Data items
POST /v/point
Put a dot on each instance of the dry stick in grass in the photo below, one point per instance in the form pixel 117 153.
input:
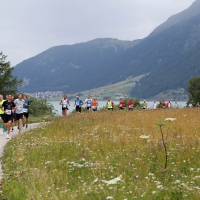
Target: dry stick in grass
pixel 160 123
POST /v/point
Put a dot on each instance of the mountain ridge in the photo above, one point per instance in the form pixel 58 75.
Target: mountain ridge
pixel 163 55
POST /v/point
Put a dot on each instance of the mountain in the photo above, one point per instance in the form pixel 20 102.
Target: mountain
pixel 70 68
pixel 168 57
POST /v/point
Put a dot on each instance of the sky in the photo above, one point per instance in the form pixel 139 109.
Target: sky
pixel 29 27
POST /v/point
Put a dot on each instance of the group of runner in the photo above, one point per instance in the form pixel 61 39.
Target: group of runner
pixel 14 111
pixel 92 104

...

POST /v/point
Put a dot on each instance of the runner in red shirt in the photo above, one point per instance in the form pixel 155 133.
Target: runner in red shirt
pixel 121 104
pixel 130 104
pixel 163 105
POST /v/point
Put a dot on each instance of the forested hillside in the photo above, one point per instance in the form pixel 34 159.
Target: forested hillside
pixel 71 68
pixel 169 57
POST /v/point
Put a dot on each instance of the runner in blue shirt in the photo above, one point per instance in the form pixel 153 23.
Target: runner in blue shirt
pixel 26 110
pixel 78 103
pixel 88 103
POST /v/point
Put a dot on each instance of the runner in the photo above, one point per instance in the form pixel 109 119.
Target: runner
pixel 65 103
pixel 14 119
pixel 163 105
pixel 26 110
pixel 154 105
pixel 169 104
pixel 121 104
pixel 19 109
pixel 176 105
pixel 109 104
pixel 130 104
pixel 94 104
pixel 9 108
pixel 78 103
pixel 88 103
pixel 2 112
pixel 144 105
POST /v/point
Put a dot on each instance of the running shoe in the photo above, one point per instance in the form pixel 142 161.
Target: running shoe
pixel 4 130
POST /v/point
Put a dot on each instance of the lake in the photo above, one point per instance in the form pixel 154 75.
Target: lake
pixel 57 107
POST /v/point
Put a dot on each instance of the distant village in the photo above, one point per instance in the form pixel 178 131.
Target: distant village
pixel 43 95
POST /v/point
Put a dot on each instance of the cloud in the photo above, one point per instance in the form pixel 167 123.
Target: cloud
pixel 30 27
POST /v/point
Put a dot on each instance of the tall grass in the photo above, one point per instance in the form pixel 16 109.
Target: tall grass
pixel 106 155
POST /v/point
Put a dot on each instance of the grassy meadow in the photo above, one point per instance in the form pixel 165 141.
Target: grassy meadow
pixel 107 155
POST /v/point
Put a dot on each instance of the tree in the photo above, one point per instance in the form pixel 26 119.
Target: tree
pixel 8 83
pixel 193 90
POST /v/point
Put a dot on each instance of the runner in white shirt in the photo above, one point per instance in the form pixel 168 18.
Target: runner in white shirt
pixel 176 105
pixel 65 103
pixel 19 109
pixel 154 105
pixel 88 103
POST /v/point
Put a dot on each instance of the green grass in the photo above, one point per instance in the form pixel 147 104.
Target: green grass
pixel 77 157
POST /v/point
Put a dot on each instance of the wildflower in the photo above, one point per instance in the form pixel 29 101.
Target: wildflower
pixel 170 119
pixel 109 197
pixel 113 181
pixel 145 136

EXERCISE BRIEF :: Reproduce, word for word and in full, only the lines above that start at the line with "Put a dot on each instance of the runner in red" and run through the line with "Put a dot on each instance of the lake", both ends included.

ANSWER ::
Put a dot on each instance of the runner in red shirt in the photo above, one point per instance in the form pixel 155 133.
Target: runner in red shirt
pixel 121 104
pixel 130 104
pixel 163 105
POST /v/point
Put a dot on each instance of the forested hillside in the photo above, one point per instance in the form pixel 34 159.
Target: forested hillside
pixel 71 68
pixel 169 57
POST /v/point
Put a dot on each instance of the runner in blue shirt in the photo above, one point per instance in the form pixel 153 23.
Target: runner in blue shirt
pixel 26 110
pixel 78 103
pixel 88 103
POST /v/point
Put a dot on each instance of the runner in the photo above, one point per instance in the form pixel 109 119.
Target: runner
pixel 65 103
pixel 14 119
pixel 163 105
pixel 26 110
pixel 154 105
pixel 169 104
pixel 121 104
pixel 19 109
pixel 176 105
pixel 109 104
pixel 130 104
pixel 94 104
pixel 9 108
pixel 78 103
pixel 88 103
pixel 2 112
pixel 144 105
POST /v/point
Put a dot on each instance of the running shoe in the photo above, one point per instance in the form pixel 142 161.
Target: running shoe
pixel 4 130
POST /v/point
Put a dot on each instance of the lake in the photo above, one point per instance in the form pixel 154 75.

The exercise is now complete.